## Source extract:
= = = = =
Date: Thu Mar 11 13:22:37 CET 2010

see original Hi all again, Like I said before, I should be doing other things and plan to focus more on this problem by early next week, but I did want to add my two cents. It's a good sequence! The sequence from my algorithm has the following gaps (i.e. numbers that aren't in the sequence): {5, 6}, {15, 16, 17, 18, 19, 20}, {45, 46, 47, 48, 49, 50, 51, 52, 53, 54, 55, 56, 57, 58, 59, 60, 61, 62} . . . and the pattern continues. The gaps have size 2*3^k, which (superficially) reminds me of the Cantor Set. It's telling that 5 and 6 are at the very end of Ron's sequence - I imagine that an increase in Ron's parameter L will cause 5 and 6 (and 15 and 16, etc.) to be pushed farther to the back of the sequence, where in the limit they disappear to infinity and beyond. [paul]

From: Robert Munafo

Date: Thu Mar 11 13:41:57 CET 2010

see original I am now thinking that the original notion (a unique lexicographically-first one-to-one sequence) does not exist, because: * For certain values of N, any solution (lexicographically first subsequence) of length greater than N leaves all the holes that were present in the length-N solution, and * For each such N, there is another higher N with the same defect, and * If the holes are postponed indefinitely for all N, all possible one-to-one sequences are eliminated. This seems to be supported by the pattern that emerges from the algorithm I posted in the previous message. There is a rather simple pattern of consecutive "clumps" of holes; the holes are: 4,5, 14-19, 44-61, 134-187, 404-565, 1214-1699, 3644-5101, 10934-15307, ... with the initial hole in each clump given by i[0]=4; i[n]=3i[n-1]+2 and the number of holes in each clump given by n[n]=2*3^n.
= = = = =
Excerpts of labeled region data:
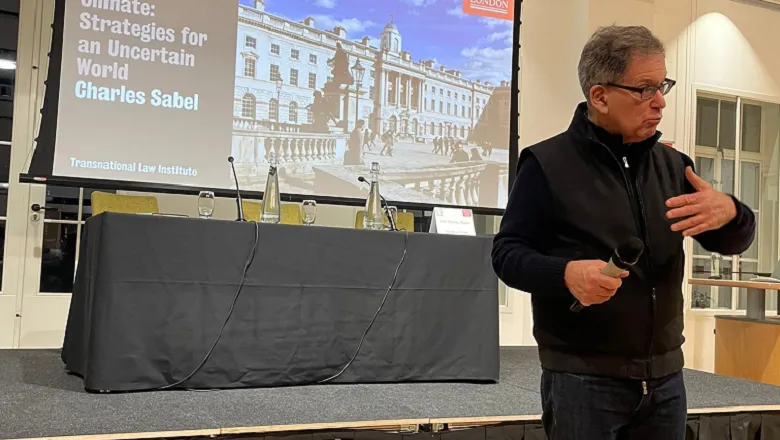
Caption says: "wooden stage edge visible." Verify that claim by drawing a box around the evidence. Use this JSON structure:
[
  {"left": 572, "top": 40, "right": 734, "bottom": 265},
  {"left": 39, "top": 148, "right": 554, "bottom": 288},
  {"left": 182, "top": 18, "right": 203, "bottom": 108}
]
[{"left": 13, "top": 405, "right": 780, "bottom": 440}]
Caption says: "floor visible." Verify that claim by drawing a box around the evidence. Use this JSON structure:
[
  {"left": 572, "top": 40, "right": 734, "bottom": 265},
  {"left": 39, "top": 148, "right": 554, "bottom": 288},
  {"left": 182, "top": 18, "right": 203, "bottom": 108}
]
[{"left": 0, "top": 347, "right": 780, "bottom": 439}]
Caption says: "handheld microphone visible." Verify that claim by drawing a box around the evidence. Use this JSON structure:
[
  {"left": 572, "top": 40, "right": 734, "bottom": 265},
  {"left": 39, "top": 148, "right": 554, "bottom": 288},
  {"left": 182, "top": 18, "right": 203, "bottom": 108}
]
[
  {"left": 569, "top": 237, "right": 645, "bottom": 312},
  {"left": 228, "top": 156, "right": 246, "bottom": 222},
  {"left": 358, "top": 176, "right": 398, "bottom": 231}
]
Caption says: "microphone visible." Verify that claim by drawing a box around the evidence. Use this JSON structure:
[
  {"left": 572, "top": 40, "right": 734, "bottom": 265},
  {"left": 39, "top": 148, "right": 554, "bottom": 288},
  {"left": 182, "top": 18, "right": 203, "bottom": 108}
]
[
  {"left": 358, "top": 176, "right": 398, "bottom": 231},
  {"left": 569, "top": 237, "right": 645, "bottom": 312},
  {"left": 228, "top": 156, "right": 246, "bottom": 222}
]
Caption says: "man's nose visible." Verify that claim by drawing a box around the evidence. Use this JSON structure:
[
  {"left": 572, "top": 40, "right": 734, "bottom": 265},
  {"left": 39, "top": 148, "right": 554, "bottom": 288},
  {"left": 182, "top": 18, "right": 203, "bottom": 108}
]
[{"left": 651, "top": 90, "right": 666, "bottom": 110}]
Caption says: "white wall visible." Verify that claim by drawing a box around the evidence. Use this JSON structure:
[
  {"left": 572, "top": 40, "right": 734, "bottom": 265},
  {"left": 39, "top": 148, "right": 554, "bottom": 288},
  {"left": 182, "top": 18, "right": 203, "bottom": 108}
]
[{"left": 517, "top": 0, "right": 780, "bottom": 371}]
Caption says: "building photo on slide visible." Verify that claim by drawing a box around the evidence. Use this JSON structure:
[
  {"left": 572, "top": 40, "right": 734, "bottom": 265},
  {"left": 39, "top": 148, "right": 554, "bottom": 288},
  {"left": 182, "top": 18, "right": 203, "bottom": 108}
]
[{"left": 0, "top": 0, "right": 780, "bottom": 440}]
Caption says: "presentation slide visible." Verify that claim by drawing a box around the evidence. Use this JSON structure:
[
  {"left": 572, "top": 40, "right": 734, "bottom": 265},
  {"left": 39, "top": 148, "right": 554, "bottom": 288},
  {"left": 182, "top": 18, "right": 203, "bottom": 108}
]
[{"left": 52, "top": 0, "right": 515, "bottom": 208}]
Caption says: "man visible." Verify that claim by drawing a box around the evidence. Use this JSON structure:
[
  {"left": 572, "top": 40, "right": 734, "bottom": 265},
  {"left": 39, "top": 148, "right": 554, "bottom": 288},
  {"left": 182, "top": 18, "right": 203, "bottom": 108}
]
[
  {"left": 343, "top": 119, "right": 365, "bottom": 165},
  {"left": 493, "top": 26, "right": 755, "bottom": 440}
]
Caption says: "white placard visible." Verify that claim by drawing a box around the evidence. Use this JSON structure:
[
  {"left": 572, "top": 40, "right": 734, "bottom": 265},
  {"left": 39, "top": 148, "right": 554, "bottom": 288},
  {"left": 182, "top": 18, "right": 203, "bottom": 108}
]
[{"left": 430, "top": 207, "right": 477, "bottom": 235}]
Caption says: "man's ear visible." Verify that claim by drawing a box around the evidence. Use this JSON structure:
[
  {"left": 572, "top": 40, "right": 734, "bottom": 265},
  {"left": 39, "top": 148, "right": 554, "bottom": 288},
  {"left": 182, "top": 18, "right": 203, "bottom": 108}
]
[{"left": 589, "top": 85, "right": 608, "bottom": 115}]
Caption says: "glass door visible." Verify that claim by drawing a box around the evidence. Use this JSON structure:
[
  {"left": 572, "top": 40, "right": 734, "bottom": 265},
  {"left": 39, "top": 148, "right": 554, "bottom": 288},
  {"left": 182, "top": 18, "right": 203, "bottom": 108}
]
[{"left": 691, "top": 95, "right": 780, "bottom": 311}]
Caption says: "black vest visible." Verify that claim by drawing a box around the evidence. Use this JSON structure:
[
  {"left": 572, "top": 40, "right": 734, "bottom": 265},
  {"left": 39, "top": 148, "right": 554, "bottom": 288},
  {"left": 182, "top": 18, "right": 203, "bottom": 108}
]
[{"left": 521, "top": 105, "right": 685, "bottom": 379}]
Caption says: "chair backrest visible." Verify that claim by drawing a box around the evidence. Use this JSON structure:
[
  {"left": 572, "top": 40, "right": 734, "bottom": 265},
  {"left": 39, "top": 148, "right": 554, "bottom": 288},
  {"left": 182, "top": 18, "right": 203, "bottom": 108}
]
[
  {"left": 355, "top": 210, "right": 414, "bottom": 232},
  {"left": 91, "top": 191, "right": 160, "bottom": 215},
  {"left": 241, "top": 200, "right": 303, "bottom": 225}
]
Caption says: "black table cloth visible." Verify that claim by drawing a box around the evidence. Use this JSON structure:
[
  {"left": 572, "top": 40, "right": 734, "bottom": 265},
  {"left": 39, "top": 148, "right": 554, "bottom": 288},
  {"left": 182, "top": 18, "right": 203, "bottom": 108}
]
[{"left": 62, "top": 213, "right": 499, "bottom": 391}]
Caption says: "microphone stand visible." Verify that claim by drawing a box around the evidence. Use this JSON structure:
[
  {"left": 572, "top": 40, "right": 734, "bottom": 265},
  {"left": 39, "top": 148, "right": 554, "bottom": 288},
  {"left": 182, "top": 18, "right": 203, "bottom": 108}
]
[
  {"left": 358, "top": 176, "right": 398, "bottom": 231},
  {"left": 228, "top": 156, "right": 246, "bottom": 222}
]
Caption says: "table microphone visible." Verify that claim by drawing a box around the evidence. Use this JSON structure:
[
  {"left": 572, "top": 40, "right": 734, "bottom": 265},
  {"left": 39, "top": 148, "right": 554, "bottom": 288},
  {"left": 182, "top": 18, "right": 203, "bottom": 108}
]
[
  {"left": 228, "top": 156, "right": 246, "bottom": 222},
  {"left": 569, "top": 237, "right": 645, "bottom": 312},
  {"left": 358, "top": 176, "right": 398, "bottom": 231}
]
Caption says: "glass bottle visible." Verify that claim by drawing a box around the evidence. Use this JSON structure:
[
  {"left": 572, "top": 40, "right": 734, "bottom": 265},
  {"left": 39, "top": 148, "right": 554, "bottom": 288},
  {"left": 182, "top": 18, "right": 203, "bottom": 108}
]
[
  {"left": 363, "top": 162, "right": 385, "bottom": 229},
  {"left": 260, "top": 151, "right": 282, "bottom": 223}
]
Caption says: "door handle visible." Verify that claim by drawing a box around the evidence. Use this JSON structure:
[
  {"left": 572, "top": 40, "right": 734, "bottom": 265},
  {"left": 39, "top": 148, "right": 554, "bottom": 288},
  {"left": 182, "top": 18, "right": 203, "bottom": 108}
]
[{"left": 30, "top": 203, "right": 57, "bottom": 212}]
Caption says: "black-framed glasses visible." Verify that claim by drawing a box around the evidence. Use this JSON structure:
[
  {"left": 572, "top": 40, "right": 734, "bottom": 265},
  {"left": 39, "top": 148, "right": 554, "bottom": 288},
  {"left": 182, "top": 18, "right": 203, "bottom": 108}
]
[{"left": 605, "top": 78, "right": 677, "bottom": 101}]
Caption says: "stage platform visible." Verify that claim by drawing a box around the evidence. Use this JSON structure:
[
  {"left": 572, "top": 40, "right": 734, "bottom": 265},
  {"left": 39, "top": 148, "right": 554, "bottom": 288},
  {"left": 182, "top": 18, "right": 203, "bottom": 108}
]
[{"left": 0, "top": 347, "right": 780, "bottom": 440}]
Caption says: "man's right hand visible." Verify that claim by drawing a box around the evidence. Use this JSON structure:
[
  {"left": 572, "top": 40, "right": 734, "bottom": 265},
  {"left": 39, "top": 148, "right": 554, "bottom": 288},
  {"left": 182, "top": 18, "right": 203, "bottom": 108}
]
[{"left": 564, "top": 260, "right": 628, "bottom": 306}]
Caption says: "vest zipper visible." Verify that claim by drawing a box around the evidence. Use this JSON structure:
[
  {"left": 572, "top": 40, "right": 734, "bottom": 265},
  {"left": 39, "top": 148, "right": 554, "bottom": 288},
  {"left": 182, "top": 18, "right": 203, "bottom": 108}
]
[
  {"left": 635, "top": 168, "right": 656, "bottom": 377},
  {"left": 591, "top": 139, "right": 656, "bottom": 377}
]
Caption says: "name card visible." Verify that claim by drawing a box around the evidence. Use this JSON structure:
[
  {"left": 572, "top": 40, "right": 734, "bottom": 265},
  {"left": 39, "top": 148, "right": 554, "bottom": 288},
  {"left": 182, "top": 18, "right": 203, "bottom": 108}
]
[{"left": 430, "top": 208, "right": 477, "bottom": 235}]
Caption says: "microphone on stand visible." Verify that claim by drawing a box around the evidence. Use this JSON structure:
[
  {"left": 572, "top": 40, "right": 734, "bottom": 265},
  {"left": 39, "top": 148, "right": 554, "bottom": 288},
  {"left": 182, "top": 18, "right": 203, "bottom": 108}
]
[
  {"left": 569, "top": 237, "right": 645, "bottom": 312},
  {"left": 228, "top": 156, "right": 246, "bottom": 222},
  {"left": 358, "top": 176, "right": 398, "bottom": 231}
]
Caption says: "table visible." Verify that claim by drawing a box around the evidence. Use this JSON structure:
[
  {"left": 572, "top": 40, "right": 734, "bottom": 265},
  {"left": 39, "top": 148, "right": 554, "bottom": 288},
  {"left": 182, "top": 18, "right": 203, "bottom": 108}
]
[
  {"left": 689, "top": 279, "right": 780, "bottom": 385},
  {"left": 62, "top": 213, "right": 499, "bottom": 391}
]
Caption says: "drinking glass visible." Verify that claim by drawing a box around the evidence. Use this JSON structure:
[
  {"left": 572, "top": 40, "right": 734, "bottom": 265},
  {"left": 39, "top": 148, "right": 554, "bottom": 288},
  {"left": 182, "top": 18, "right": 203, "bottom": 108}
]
[
  {"left": 198, "top": 191, "right": 214, "bottom": 218},
  {"left": 387, "top": 206, "right": 400, "bottom": 229},
  {"left": 303, "top": 200, "right": 317, "bottom": 226}
]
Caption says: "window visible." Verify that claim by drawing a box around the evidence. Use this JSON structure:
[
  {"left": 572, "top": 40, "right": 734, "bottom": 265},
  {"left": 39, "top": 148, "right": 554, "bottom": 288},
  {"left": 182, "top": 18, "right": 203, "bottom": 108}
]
[
  {"left": 290, "top": 69, "right": 298, "bottom": 87},
  {"left": 309, "top": 72, "right": 317, "bottom": 89},
  {"left": 742, "top": 104, "right": 761, "bottom": 153},
  {"left": 287, "top": 101, "right": 298, "bottom": 123},
  {"left": 268, "top": 64, "right": 282, "bottom": 81},
  {"left": 241, "top": 93, "right": 257, "bottom": 119},
  {"left": 268, "top": 98, "right": 279, "bottom": 122},
  {"left": 691, "top": 96, "right": 780, "bottom": 310},
  {"left": 244, "top": 57, "right": 257, "bottom": 78}
]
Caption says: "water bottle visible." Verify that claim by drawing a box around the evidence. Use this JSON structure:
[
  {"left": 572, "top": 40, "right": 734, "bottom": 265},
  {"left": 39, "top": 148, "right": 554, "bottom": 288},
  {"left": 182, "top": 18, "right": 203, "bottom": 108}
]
[
  {"left": 260, "top": 151, "right": 282, "bottom": 223},
  {"left": 363, "top": 162, "right": 385, "bottom": 229}
]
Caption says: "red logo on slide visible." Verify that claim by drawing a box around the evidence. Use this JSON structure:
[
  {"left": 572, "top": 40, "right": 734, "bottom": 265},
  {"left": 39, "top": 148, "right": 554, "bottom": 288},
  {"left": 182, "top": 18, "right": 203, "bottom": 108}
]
[{"left": 463, "top": 0, "right": 515, "bottom": 21}]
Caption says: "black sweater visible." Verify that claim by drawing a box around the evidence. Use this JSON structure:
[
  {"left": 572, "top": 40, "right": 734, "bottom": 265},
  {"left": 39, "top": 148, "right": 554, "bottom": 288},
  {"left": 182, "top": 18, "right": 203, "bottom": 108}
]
[{"left": 493, "top": 124, "right": 755, "bottom": 293}]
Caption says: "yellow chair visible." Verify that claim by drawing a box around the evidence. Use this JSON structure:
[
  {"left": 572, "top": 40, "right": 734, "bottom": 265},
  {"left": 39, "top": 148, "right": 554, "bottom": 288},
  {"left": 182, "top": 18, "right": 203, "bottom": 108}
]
[
  {"left": 241, "top": 200, "right": 303, "bottom": 225},
  {"left": 355, "top": 210, "right": 414, "bottom": 232},
  {"left": 91, "top": 191, "right": 160, "bottom": 216}
]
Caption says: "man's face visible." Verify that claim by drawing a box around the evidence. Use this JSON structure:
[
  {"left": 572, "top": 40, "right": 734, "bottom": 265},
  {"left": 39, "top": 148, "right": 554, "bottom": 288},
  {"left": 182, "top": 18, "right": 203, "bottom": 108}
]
[{"left": 597, "top": 55, "right": 666, "bottom": 143}]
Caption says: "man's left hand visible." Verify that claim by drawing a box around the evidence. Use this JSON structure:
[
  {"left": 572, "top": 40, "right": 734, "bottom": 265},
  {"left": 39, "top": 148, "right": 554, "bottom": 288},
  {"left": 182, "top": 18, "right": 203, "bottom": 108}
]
[{"left": 666, "top": 167, "right": 737, "bottom": 237}]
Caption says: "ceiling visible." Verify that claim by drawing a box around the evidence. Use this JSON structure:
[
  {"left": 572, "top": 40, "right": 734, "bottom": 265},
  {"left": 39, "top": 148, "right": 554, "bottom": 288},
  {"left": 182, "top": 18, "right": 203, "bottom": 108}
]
[{"left": 0, "top": 0, "right": 20, "bottom": 141}]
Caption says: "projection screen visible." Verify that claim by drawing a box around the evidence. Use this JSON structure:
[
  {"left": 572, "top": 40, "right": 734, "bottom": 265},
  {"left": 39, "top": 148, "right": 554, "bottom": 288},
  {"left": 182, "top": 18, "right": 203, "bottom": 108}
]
[{"left": 44, "top": 0, "right": 519, "bottom": 209}]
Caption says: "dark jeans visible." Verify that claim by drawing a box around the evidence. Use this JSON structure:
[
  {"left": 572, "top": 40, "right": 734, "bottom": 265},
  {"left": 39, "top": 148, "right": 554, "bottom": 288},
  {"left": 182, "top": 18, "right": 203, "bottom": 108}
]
[{"left": 541, "top": 370, "right": 687, "bottom": 440}]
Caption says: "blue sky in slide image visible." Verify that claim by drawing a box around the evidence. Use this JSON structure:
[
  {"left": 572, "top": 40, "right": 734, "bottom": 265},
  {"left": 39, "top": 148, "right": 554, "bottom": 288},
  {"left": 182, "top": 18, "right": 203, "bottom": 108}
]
[{"left": 239, "top": 0, "right": 512, "bottom": 85}]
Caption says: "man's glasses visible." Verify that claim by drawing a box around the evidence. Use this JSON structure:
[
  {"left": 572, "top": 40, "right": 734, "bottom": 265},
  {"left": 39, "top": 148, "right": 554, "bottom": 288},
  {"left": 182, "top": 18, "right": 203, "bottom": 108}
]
[{"left": 605, "top": 78, "right": 677, "bottom": 101}]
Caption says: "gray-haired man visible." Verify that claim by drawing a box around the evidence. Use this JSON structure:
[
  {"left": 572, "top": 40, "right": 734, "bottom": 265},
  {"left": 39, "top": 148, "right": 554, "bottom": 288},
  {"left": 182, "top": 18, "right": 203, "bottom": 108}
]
[{"left": 493, "top": 26, "right": 755, "bottom": 440}]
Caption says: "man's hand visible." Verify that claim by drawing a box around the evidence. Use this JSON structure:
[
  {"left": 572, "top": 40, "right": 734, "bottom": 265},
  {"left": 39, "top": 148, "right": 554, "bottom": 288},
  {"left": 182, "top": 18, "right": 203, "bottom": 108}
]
[
  {"left": 564, "top": 260, "right": 628, "bottom": 306},
  {"left": 666, "top": 167, "right": 737, "bottom": 237}
]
= = = = =
## Stated task:
In the forum thread above, why does Robert Munafo conclude that a unique lexicographically-first one-to-one sequence does not exist? Answer in one to three sentences.

## In response:
For certain values of N, any lexicographically first subsequence longer than N keeps all the holes present in the length-N solution, and for each such N there is a higher N with the same defect. If the holes are postponed indefinitely for all N, every possible one-to-one sequence is eliminated.